→ **Passage to read**:
+ + + + + + +
GIRILAL JAIN was a well-known, albeit controversial, Indian newspaper editor who espoused a strong, almost Fascist-like federal authority in India to help maintain its standing as the world's largest democracy.
As leader writer and later editor-in-chief from 1978 to 1988 of the influential and widely circulated Times of India, Jain firmly believed a weak central government was responsible for India's diminishing international status and saw the then prime minister, Indira Gandhi, as its preserver.
Towards this he vehemently supported Mrs Gandhi when, faced with a countrywide uprising against her misrule, she imposed an internal emergency in the mid-Seventies during which all civil liberties were suspended. After the emergency, opposition leaders, hounded and persecuted by Mrs Gandhi during the 21 months it lasted, criticised the Times of India's editorial policy for 'choosing to crawl' even though Mrs Gandhi had merely ordered them to 'bend'.
Jain, often accused of confusing between the state and the government of the day due to his fascination with power equations, was an ardent and unashamed admirer of Mrs Gandhi's power politics. And, in a front-page editorial, went to the extent of condoning the pogrom against Sikhs in New Delhi after she was assassinated by her Sikh bodyguards in 1984.
Jain's support for Rajiv Gandhi, Mrs Gandhi's son and successor, however, waned after Rajiv Gandhi was allegedly implicated in a defence kickback scandal and his political fortunes seemed to be on the decline. Jain then turned his pen to supporting Gandhi's detractors. And, more recently, realising the increasing popularity of the Hindu fundamentalist Bhartiya Janata Party (BJP), Jain became an ardent supporter of Hindutva or Hindu hegemony in his avidly read and, as always, well-argued syndicated columns.
But political opportunism apart, Jain was the only editor of his generation who rose from an underprivileged and rural background to the top of his profession. He was also one of the few senior Indian journalists who understood the realities and moods of rural India, the country's largest vote bank. His political judgements were sound even though he tended to favour the winning side, cleverly justifying it by portraying India as an ancient state in the throes of evolving into a modern nation state.
+ + + + + + +
→ **Entries**:
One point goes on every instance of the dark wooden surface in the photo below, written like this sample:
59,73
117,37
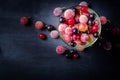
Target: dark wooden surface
23,56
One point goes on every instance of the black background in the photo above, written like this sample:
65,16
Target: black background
23,56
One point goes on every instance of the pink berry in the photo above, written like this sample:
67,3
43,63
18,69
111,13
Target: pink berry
39,25
24,20
91,37
103,20
78,41
83,3
83,19
62,27
42,36
86,13
69,13
84,37
54,34
81,49
76,37
77,18
96,23
60,49
71,21
67,38
68,31
94,28
117,45
57,11
75,55
116,31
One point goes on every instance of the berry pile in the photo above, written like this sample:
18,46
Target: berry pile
79,26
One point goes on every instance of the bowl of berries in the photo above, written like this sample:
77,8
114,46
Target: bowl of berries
79,26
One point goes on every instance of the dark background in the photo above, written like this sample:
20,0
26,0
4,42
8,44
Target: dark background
23,56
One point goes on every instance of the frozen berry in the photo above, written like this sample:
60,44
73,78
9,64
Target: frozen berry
67,38
92,16
75,55
84,8
94,29
75,10
24,20
42,36
69,56
71,21
60,49
83,27
72,51
69,13
90,22
76,37
115,31
83,3
75,31
84,37
103,20
54,34
107,45
39,25
68,31
73,44
83,19
96,34
61,20
62,28
81,49
57,11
+ + + + + + +
→ **What you will do**:
A. Reproduce the passage on Girilal Jain from "Towards this he" up to and including "bodyguards in 1984.".
B. Continue the profile of Girilal Jain from the point where it stops.

→ **The results**:
A.
Towards this he vehemently supported Mrs Gandhi when, faced with a countrywide uprising against her misrule, she imposed an internal emergency in the mid-Seventies during which all civil liberties were suspended. After the emergency, opposition leaders, hounded and persecuted by Mrs Gandhi during the 21 months it lasted, criticised the Times of India's editorial policy for 'choosing to crawl' even though Mrs Gandhi had merely ordered them to 'bend'.
Jain, often accused of confusing between the state and the government of the day due to his fascination with power equations, was an ardent and unashamed admirer of Mrs Gandhi's power politics. And, in a front-page editorial, went to the extent of condoning the pogrom against Sikhs in New Delhi after she was assassinated by her Sikh bodyguards in 1984.

B.
Jain's underlying passion for a strong centre led him actively to promote the controversial idea of an Indo-Iranian tie-up in the early Seventies, combining India's technical skills with the Shah's wealth. Sadly for him the dream was shattered soon after with the fall of the Shah.
Jain was born in 1922 in a village in Sonepat district in Haryana state, some 50 miles from New Delhi, and was schooled locally. After graduating in history from Hindu College in Delhi he briefly engaged in politics during the Quit India movement led by Mahatma Gandhi against the British in 1942 and was even jailed for a short period.
After his release he became a Royist, a disciple of MN Roy, a leading Indian socialist of the day. He joined Vanguard, a Royist newspaper, in 1945 but left soon after for a career in business and teaching, neither of which he found exciting. In 1950 he joined the Delhi edition of the Times of India, then Bombay's leading newspaper, as a sub-editor. He was a competent sub-editor who, with a few strokes of his blue pencil, could transform a garbled news story or feature into something eminently readable. After holding a series of posts - including a stint as correspondent in Karachi, then Pakistan's capital, and London - he became editor-in-chief in 1978. He retired a decade later.